Documento.
Por Angus Berwick
CARACAS (Reuters) - A renúncia do presidente da Bolívia, Evo Morales, o último líder no poder da onda de esquerda que se espalhou pela América Latina duas décadas atrás, reforçou a polarização dos governos de toda a região, com alguns presidentes denunciando um "golpe" e outros comemorando sua saída.
Morales, o primeiro líder indígena da Bolívia, encerrou seu governo de 14 anos depois que aliados o abandonaram na esteira de semanas de protestos contra a eleição contestada de 20 de outubro, que abalaram a nação andina. No domingo, os militares e apoiadores políticos cruciais pediram a renúncia do presidente.
Governos latino-americanos de direita, entre eles Colômbia e Peru, pediram ao Estado boliviano que garanta a lisura das novas eleições. O Brasil disse que uma "tentativa de fraude eleitoral maciça deslegitimou" o líder boliviano".
Já o presidente da Venezuela, Nicolás Maduro --cujo antecessor socialista, Hugo Chávez, serviu de mentor ocasional de Morales--, disse aos seus apoiadores que se mobilizem em apoio ao ex-líder da Bolívia.
"Temos que cuidar de nosso irmão Evo Morales", disse Maduro em uma transmissão gravada na televisão estatal venezuelana. "Precisamos declarar uma vigília em solidariedade para protegê-lo".
A posição de Maduro se fortaleceu com a volta de líderes de esquerda aos governos do México e da Argentina, mas a renúncia de Morales pode prejudicar o líder venezuelano, que vem se aferrando ao poder neste ano apesar de uma campanha oposicionista para convencer as Forças Armadas a se rebelarem.
O presidente de Cuba, Miguel Díaz-Canel, outro aliado de longa data de Morales, tuitou sua "solidariedade" e disse: "O mundo precisa ser mobilizado pela vida e pela liberdade de Evo".

Objetivo declarado 1.
Conte as linhas dos registros em que aparece a palavra "wooden" e responda apenas com o número.
O texto e os registros não têm nenhuma relação entre si.

Dados do exercício.

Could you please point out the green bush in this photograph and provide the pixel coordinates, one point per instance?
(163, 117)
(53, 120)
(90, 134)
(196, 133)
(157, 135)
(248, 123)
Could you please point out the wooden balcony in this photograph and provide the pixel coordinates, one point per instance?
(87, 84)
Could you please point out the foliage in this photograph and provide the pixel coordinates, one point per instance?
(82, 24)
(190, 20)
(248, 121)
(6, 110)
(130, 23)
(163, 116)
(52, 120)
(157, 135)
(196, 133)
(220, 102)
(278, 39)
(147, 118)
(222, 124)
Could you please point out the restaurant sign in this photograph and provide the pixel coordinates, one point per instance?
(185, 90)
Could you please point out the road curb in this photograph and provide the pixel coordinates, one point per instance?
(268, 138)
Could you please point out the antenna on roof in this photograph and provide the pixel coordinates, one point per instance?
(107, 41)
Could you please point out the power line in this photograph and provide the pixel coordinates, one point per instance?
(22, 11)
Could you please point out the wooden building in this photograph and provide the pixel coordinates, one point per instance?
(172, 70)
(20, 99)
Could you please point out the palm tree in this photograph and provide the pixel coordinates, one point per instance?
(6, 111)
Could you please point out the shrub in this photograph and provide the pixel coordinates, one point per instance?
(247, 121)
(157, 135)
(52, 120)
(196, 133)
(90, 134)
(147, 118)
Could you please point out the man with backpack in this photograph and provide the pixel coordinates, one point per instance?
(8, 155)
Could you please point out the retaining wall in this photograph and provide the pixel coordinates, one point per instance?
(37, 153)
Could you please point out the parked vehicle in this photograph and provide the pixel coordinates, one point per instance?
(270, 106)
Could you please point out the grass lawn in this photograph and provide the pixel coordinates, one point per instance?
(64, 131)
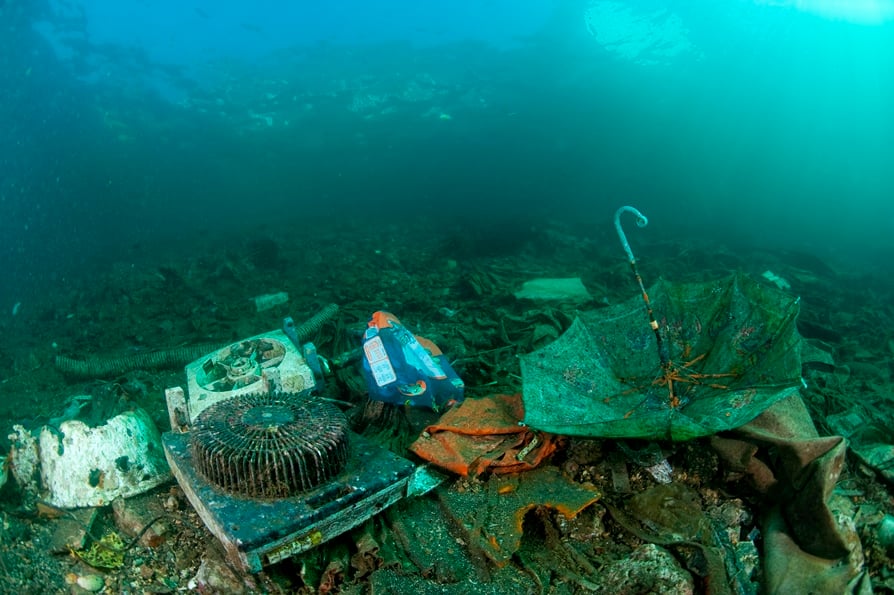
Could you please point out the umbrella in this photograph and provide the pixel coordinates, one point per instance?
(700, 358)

* * *

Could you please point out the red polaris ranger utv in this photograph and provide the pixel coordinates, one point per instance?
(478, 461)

Objetivo declarado 2.
Transcreva fielmente o trecho da notícia sobre a renúncia de Morales que vai de "Governos latino-americanos de" até "ex-líder da Bolívia.", incluindo este último.

Resposta à tarefa 1.
2

Resposta à tarefa 2.
Governos latino-americanos de direita, entre eles Colômbia e Peru, pediram ao Estado boliviano que garanta a lisura das novas eleições. O Brasil disse que uma "tentativa de fraude eleitoral maciça deslegitimou" o líder boliviano".
Já o presidente da Venezuela, Nicolás Maduro --cujo antecessor socialista, Hugo Chávez, serviu de mentor ocasional de Morales--, disse aos seus apoiadores que se mobilizem em apoio ao ex-líder da Bolívia.